§ Material to process

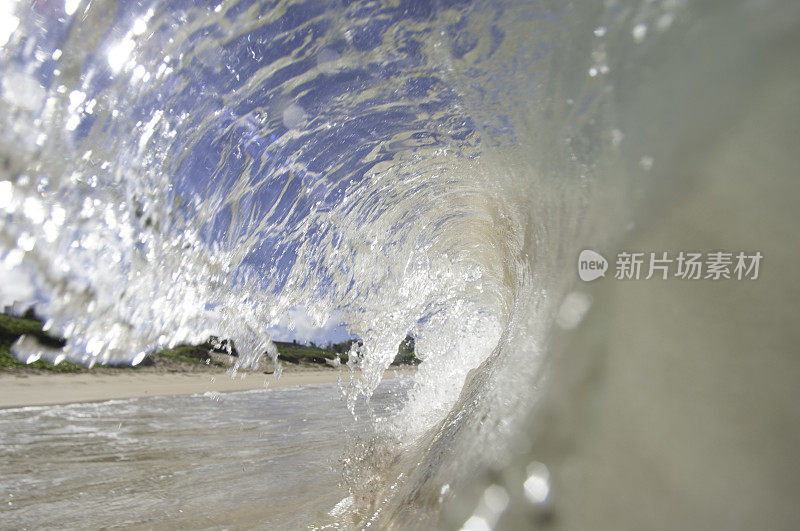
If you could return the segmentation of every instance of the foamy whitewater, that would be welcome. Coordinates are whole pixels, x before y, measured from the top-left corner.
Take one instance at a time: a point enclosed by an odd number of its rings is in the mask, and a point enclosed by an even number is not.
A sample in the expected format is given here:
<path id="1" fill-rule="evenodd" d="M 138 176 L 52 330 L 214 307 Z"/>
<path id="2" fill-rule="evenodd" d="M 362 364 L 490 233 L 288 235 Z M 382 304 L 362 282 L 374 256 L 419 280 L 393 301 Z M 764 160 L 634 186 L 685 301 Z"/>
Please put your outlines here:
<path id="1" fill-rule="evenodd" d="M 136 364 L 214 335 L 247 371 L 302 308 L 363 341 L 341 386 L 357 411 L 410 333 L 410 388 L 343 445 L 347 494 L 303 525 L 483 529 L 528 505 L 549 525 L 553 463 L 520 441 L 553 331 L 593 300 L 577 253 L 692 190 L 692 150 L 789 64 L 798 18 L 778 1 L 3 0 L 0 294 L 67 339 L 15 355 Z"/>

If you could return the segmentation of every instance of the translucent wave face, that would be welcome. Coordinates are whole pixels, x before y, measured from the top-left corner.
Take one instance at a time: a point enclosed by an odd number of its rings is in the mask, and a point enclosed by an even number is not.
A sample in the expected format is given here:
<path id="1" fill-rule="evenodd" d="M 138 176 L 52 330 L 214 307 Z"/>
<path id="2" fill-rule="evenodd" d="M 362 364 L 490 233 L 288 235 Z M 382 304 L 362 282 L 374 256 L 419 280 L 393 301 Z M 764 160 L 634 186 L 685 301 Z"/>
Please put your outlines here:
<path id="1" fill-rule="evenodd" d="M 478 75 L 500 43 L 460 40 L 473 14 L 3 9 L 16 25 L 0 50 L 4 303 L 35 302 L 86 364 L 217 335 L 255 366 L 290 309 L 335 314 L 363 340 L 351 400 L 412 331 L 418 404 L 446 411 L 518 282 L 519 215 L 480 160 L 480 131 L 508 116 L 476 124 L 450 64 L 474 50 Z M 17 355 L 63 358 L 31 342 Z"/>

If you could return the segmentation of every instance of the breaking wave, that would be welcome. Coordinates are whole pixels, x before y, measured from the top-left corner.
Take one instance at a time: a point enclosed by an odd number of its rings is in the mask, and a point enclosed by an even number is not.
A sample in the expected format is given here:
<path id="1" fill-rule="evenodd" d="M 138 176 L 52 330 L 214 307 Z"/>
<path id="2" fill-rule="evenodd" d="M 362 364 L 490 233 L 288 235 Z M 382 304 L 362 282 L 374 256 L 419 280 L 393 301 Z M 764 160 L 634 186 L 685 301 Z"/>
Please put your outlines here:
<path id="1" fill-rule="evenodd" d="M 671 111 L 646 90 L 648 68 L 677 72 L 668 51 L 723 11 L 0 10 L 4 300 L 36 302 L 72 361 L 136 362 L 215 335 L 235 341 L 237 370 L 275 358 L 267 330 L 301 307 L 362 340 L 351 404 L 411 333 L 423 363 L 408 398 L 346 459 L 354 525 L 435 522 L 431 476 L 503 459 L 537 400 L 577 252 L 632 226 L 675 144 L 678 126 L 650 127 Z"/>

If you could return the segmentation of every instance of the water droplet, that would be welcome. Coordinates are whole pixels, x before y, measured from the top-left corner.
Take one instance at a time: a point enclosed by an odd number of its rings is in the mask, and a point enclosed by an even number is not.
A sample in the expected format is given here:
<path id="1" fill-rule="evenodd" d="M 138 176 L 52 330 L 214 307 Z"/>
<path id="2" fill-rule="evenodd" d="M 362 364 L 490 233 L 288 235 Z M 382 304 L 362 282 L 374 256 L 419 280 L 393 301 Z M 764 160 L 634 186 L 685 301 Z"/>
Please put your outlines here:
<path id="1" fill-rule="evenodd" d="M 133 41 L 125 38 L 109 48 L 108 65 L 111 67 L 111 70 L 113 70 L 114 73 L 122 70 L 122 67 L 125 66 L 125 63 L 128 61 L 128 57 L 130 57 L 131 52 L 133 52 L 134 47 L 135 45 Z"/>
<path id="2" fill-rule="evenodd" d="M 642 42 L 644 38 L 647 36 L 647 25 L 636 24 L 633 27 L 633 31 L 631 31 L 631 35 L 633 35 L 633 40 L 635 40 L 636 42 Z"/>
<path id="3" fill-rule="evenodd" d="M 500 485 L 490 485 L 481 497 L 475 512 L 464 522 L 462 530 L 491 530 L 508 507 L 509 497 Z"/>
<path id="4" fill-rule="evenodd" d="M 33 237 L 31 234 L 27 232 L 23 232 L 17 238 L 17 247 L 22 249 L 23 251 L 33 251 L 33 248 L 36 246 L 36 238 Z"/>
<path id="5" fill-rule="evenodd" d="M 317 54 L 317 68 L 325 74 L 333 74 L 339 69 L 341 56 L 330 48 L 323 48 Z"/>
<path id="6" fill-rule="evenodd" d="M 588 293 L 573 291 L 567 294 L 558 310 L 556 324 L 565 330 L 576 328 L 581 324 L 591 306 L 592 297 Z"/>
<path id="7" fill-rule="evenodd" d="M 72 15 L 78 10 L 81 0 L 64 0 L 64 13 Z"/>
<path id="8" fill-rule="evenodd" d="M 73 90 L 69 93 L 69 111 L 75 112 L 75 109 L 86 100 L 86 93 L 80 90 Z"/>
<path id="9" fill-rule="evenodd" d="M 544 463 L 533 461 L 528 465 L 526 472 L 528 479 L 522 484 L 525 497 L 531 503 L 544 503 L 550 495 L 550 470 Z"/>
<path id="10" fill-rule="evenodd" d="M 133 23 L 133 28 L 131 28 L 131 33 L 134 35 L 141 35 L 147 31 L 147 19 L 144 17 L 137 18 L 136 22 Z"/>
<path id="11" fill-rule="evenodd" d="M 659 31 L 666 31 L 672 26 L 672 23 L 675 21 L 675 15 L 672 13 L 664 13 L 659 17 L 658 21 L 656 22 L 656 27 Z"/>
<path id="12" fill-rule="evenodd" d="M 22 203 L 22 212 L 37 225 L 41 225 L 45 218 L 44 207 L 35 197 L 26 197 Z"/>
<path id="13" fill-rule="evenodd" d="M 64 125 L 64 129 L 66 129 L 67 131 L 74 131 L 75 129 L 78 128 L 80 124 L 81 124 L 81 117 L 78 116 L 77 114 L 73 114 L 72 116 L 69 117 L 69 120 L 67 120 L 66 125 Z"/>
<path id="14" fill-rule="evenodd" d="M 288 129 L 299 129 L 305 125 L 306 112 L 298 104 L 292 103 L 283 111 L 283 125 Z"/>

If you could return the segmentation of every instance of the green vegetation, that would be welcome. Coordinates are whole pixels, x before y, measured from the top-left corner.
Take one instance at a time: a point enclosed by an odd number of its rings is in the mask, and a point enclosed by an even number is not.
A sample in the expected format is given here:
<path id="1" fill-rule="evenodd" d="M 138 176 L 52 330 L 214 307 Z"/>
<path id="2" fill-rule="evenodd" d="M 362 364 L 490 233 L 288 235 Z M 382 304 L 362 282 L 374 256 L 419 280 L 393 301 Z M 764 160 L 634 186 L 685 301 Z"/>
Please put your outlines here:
==
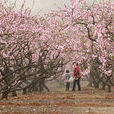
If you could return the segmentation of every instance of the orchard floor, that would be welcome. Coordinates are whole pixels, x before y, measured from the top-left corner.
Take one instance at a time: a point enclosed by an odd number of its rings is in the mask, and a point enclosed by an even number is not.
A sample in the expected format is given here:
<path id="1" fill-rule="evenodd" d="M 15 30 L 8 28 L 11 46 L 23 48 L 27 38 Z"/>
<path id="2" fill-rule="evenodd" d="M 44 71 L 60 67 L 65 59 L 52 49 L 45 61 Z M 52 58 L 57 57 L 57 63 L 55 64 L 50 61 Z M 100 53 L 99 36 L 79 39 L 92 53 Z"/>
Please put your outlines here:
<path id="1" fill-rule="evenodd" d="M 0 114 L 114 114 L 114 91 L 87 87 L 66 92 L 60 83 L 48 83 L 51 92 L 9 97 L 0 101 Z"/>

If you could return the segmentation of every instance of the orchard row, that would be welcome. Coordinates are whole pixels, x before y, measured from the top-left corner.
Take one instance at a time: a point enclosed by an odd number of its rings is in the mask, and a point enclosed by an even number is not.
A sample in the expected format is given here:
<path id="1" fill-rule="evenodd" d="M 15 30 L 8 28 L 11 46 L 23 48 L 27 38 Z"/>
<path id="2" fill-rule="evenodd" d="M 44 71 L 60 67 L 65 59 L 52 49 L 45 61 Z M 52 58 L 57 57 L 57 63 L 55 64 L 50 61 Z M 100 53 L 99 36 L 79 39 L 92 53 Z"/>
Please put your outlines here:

§ Activity
Give the count of lines in the listing that hold the word "return", and nothing else.

§ Answer space
7